'''

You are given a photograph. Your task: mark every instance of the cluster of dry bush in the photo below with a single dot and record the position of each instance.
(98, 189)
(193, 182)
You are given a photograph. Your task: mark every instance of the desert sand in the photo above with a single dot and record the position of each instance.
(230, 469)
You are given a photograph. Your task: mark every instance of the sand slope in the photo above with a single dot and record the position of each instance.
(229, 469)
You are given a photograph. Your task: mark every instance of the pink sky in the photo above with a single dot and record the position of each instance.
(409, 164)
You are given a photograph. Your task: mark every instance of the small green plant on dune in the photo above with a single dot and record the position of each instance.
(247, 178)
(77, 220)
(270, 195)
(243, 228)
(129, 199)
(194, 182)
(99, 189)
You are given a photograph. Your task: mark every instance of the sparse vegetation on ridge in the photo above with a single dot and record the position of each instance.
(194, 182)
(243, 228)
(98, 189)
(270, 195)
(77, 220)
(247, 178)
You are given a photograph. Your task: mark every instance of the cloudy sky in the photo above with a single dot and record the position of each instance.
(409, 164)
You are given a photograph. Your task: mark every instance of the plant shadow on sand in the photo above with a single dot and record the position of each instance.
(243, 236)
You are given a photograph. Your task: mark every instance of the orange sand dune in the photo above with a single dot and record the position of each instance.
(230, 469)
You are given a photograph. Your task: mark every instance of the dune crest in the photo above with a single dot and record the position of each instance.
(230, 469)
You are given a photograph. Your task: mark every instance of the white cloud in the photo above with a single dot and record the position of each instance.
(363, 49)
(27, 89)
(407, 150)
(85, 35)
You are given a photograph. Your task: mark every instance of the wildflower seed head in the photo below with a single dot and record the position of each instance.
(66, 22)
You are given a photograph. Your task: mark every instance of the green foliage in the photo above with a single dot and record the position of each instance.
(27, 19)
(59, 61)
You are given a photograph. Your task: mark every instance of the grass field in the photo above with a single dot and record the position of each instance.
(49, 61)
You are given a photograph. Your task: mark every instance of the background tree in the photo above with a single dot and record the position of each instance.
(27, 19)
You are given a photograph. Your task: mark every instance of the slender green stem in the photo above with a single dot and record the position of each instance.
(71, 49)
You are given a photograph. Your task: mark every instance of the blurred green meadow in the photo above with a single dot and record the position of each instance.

'''

▸ REQUIREMENTS
Copy every one of the records above word for word, in their original order.

▸ RESULT FOR THIS TASK
You are given a photograph. Your task: mark every instance of the cluster of dry bush in the photo below with a single dot and record the position of each instance.
(98, 189)
(193, 182)
You are given a photograph. Your task: mark every instance of the desert sand in the photo above with a single dot and record the position of each instance.
(230, 469)
You are given a photograph. Your task: mark every instance of the sand slope in the photo above with a single dot and record the position of each instance.
(229, 469)
You are given a photograph. Your task: mark every instance of the pink sky in the photo above with a single dot and record the position of each instance.
(409, 164)
You are given a photograph. Your task: mark every instance of the small green plant on dune in the photo above with a single dot and record the position of each instance.
(247, 178)
(77, 220)
(270, 195)
(243, 228)
(129, 199)
(194, 182)
(99, 189)
You are given a photograph. Your task: mark every instance of the sparse vegetation on ridge in the photo above with a single dot and record the position of each instance.
(194, 182)
(243, 228)
(98, 189)
(270, 195)
(77, 220)
(247, 178)
You are given a photograph. Your task: mark every instance of the cloudy sky in the photo above with a single dot and record the position of each instance.
(409, 164)
You are given a photograph. Your task: mark every instance of the plant shadow on sand in the photo above with a single dot and record the position of each instance.
(243, 236)
You are given a photograph. Your task: mark every instance of the orange sand dune in the photo above with a single dot and record the position of each instance.
(230, 469)
You are given a photograph. Your task: mark every instance of the dune crest in the photo above with a single dot and record the position of each instance.
(230, 469)
You are given a photograph. Your task: mark every instance of the white cloud in the photo above with a single dot and record the position of each instance.
(363, 49)
(27, 89)
(407, 150)
(85, 35)
You are given a photograph. Your task: mark every instance of the wildflower seed head in the photo below with a single dot and record the position of each instance.
(66, 22)
You are given a photograph. Your task: mark every instance of the green foliage in the photo above with a single dot and record the position of each instance.
(27, 19)
(59, 61)
You are given a photograph. Your task: mark every instance of the grass field in the photo above with a single dot and record the position of each instance.
(49, 61)
You are given a photograph. Your task: mark every instance of the background tree in the photo above with a single dot and record the position of each instance.
(27, 19)
You are given a photograph. Your task: mark every instance of the slender green stem in the photo above with a single dot and record the position of each instance.
(71, 49)
You are given a photograph. Your task: mark every instance of the blurred green meadow in the photo above with a single dot and record the position of each instance.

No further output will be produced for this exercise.